[START GIVEN RECORDS]
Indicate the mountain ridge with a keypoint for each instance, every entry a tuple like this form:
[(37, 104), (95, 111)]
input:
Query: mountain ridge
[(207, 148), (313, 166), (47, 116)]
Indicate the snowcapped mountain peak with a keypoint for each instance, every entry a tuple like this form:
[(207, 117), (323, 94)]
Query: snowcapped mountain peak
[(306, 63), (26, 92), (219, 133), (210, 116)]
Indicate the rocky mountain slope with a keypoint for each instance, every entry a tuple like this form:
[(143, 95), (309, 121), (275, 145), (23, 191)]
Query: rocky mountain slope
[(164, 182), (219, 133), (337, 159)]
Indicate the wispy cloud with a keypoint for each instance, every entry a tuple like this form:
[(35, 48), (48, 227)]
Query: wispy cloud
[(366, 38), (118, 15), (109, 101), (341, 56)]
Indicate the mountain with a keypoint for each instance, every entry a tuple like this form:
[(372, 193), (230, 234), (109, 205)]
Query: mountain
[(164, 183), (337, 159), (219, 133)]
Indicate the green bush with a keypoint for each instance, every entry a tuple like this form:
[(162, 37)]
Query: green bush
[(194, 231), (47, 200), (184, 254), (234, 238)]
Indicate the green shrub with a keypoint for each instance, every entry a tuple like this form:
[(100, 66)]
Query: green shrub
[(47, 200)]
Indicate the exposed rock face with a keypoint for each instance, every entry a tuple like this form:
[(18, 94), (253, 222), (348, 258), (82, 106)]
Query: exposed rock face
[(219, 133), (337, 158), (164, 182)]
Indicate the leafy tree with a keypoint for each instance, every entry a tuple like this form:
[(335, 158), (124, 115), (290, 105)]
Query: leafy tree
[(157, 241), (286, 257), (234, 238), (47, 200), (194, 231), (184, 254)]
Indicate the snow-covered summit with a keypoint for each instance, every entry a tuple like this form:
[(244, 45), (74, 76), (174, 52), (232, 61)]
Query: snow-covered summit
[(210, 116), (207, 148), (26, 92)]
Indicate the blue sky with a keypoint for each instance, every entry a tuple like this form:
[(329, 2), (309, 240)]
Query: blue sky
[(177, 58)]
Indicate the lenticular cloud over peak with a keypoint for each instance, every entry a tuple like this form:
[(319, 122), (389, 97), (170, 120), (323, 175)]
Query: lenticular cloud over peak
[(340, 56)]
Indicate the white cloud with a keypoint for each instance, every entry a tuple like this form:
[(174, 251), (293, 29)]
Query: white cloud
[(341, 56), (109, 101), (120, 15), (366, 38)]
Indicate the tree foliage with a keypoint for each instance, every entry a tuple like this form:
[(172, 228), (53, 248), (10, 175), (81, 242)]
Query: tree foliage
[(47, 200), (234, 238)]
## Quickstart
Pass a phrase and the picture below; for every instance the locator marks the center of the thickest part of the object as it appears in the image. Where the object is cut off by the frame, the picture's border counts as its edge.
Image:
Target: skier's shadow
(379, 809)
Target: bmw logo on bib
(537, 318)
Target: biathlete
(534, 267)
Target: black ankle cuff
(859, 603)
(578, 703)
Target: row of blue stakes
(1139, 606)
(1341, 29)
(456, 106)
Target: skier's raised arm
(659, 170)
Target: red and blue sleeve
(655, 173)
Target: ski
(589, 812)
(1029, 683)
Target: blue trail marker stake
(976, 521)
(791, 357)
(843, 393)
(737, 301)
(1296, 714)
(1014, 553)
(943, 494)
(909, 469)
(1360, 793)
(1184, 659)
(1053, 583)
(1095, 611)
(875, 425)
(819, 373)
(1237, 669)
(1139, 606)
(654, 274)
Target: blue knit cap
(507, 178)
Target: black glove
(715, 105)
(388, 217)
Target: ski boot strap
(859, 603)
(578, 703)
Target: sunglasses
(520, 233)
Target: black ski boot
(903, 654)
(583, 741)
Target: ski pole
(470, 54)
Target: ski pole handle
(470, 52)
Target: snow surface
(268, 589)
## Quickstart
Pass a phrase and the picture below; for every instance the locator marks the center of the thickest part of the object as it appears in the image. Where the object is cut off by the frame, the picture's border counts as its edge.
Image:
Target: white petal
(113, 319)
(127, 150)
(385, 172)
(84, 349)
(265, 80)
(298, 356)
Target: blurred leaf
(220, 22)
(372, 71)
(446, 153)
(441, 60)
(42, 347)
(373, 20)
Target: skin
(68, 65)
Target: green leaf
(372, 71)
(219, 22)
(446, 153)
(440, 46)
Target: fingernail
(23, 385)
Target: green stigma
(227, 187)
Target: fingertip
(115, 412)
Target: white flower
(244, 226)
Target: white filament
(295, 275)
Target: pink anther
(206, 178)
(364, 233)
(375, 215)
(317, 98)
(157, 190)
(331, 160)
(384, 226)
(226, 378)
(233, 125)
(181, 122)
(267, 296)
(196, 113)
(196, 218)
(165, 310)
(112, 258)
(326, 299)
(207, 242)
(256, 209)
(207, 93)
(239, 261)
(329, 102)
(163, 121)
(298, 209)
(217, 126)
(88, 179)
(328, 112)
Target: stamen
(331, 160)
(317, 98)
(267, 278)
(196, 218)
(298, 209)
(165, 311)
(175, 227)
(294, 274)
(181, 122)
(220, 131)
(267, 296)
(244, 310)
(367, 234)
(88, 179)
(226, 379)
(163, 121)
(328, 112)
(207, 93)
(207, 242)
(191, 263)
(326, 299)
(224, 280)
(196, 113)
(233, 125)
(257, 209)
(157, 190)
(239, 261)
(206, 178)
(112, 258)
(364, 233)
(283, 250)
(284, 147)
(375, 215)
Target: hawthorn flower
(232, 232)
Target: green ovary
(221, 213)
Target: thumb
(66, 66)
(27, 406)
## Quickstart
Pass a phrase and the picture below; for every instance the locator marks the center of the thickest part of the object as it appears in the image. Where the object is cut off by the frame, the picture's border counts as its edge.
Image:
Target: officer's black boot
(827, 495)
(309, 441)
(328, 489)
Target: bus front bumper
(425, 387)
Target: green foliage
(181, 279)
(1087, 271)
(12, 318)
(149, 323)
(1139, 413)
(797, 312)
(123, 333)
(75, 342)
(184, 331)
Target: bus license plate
[END GIVEN RECORDS]
CHALLENGE: Copy all of the material above line for line, changing nothing.

RESULT BELOW:
Indicate the mountain ridge with a keypoint for each instance, every entry a tuple like this form:
[(37, 104), (95, 111)]
input:
Query: mountain ridge
[(207, 148), (313, 166), (47, 116)]
Indicate the snowcapped mountain peak with a keypoint for each instance, every entry a tuple like this form:
[(207, 117), (323, 94)]
Query: snowcapped mountain peak
[(306, 63), (26, 92), (219, 133), (210, 116)]
Indicate the rocky mountain slope with a keypoint for each instance, every entry a tuple like this form:
[(143, 95), (309, 121), (275, 145), (23, 191)]
Query: rocky mountain slope
[(164, 182), (219, 133), (337, 159)]
Indicate the wispy cloud with a keypoint for each instance, every entry a tuple like this form:
[(35, 48), (48, 227)]
Query: wispy cloud
[(366, 38), (118, 15), (109, 101), (341, 56)]
Indicate the mountain with a keypoint for each instance, every entry a tuple like this form:
[(372, 193), (230, 234), (109, 205)]
Query: mountain
[(164, 183), (337, 159), (219, 133)]
Indicate the green bush with a keypoint for each instance, every entry a tuple like this form:
[(162, 37)]
Query: green bush
[(194, 231), (47, 200), (184, 254), (234, 238)]
Indicate the green shrub with a keypoint for each instance, every entry a tuple like this form:
[(100, 66)]
Query: green shrub
[(47, 200)]
Indicate the exposed rock face with a keypoint for each instance, every entry a tuple like this form:
[(18, 94), (253, 222), (348, 258), (82, 106)]
Query: exposed rock face
[(219, 133), (337, 158), (164, 182)]
Indicate the leafy tree with a keypoint for each instance, every entry a tuple like this form:
[(335, 158), (124, 115), (290, 105)]
Query: leafy tree
[(157, 241), (286, 257), (234, 238), (47, 200), (194, 231), (184, 254)]
Indicate the snow-covered summit with a keypoint for each instance, every entry a tuple like this form:
[(244, 45), (74, 76), (174, 52), (232, 61)]
Query: snow-covered summit
[(210, 116), (207, 148), (26, 92)]
Indicate the blue sky with a keypoint for each instance, every entry a tuple like this form:
[(329, 2), (309, 240)]
Query: blue sky
[(177, 58)]
Indicate the lenticular cloud over peak with a keypoint for each instance, every entry a tuple like this form:
[(319, 122), (389, 97), (170, 120), (323, 175)]
Query: lenticular cloud over peak
[(340, 56)]
Indicate the white cloud with a keypoint for each instance, every entry a tuple like this form:
[(174, 251), (293, 29)]
Query: white cloud
[(341, 56), (109, 101), (120, 15), (366, 38)]
Indicate the tree foliage with a keypoint for each instance, every entry a tuple like this form:
[(172, 228), (53, 248), (10, 175), (81, 242)]
Query: tree foliage
[(47, 200), (234, 238)]
## Quickstart
Pass a phrase and the picture below; for every instance the locator marks the center of the thickest part of the object as it appears in the image. Where the object is cut off by the frame, the picture's border counts as its edge.
Image:
Target: skier's shadow
(379, 809)
Target: bmw logo on bib
(537, 318)
Target: biathlete
(534, 267)
Target: black ankle cuff
(859, 603)
(578, 703)
Target: row of blue stakes
(1139, 606)
(1341, 29)
(456, 106)
Target: skier's raised arm
(659, 170)
Target: red and blue sleeve
(655, 173)
Target: ski
(589, 812)
(1029, 683)
Target: blue trail marker stake
(976, 521)
(791, 357)
(843, 393)
(737, 301)
(1296, 714)
(1014, 553)
(943, 494)
(909, 469)
(1360, 793)
(1184, 659)
(1053, 583)
(1095, 611)
(875, 425)
(819, 373)
(1237, 669)
(1139, 606)
(654, 274)
Target: blue knit cap
(507, 178)
Target: black glove
(715, 105)
(388, 217)
Target: ski boot strap
(859, 603)
(578, 703)
Target: sunglasses
(520, 233)
Target: black ski boot
(903, 654)
(583, 741)
Target: ski pole
(470, 54)
Target: ski pole handle
(470, 52)
Target: snow surface
(268, 589)
## Quickstart
Pass a phrase and the picture below; for every instance the locator marks the center of the thickest part of the object as it appears in the image. Where the object is cut off by the frame, the picture's border counts as its edge.
Image:
Target: white petal
(113, 319)
(127, 150)
(385, 172)
(84, 349)
(265, 80)
(298, 356)
Target: blurred leaf
(220, 22)
(372, 71)
(446, 153)
(441, 60)
(42, 347)
(373, 20)
Target: skin
(68, 65)
Target: green leaf
(372, 71)
(219, 22)
(446, 153)
(440, 46)
Target: fingernail
(23, 385)
Target: green stigma
(227, 187)
Target: fingertip
(115, 412)
Target: white flower
(244, 226)
Target: white filament
(295, 275)
Target: pink anther
(206, 178)
(364, 233)
(375, 215)
(317, 98)
(157, 190)
(331, 160)
(384, 226)
(226, 378)
(233, 125)
(181, 122)
(267, 296)
(196, 113)
(196, 218)
(165, 310)
(112, 258)
(326, 299)
(207, 242)
(256, 209)
(207, 93)
(239, 261)
(329, 102)
(163, 121)
(298, 209)
(217, 126)
(88, 179)
(328, 112)
Target: stamen
(331, 160)
(317, 98)
(267, 278)
(196, 218)
(298, 209)
(165, 311)
(175, 227)
(294, 274)
(181, 122)
(220, 131)
(267, 296)
(244, 310)
(367, 234)
(88, 179)
(226, 379)
(163, 121)
(328, 112)
(207, 93)
(207, 242)
(191, 263)
(326, 299)
(224, 280)
(196, 113)
(233, 125)
(257, 209)
(157, 190)
(239, 261)
(206, 178)
(112, 258)
(364, 233)
(283, 250)
(284, 147)
(375, 215)
Target: hawthorn flower
(232, 232)
Target: green ovary
(221, 213)
Target: thumb
(66, 66)
(27, 406)
## Quickstart
Pass a phrase and the picture below; for every instance the locator marks the center of the thickest part of the object as it appears in the image. Where the object is cut off by the frame, the picture's border counts as its edge.
Image:
Target: officer's black boot
(827, 495)
(309, 441)
(328, 489)
Target: bus front bumper
(425, 387)
Target: green foliage
(181, 279)
(1087, 271)
(12, 318)
(149, 323)
(1139, 413)
(797, 312)
(123, 333)
(75, 342)
(184, 331)
Target: bus license plate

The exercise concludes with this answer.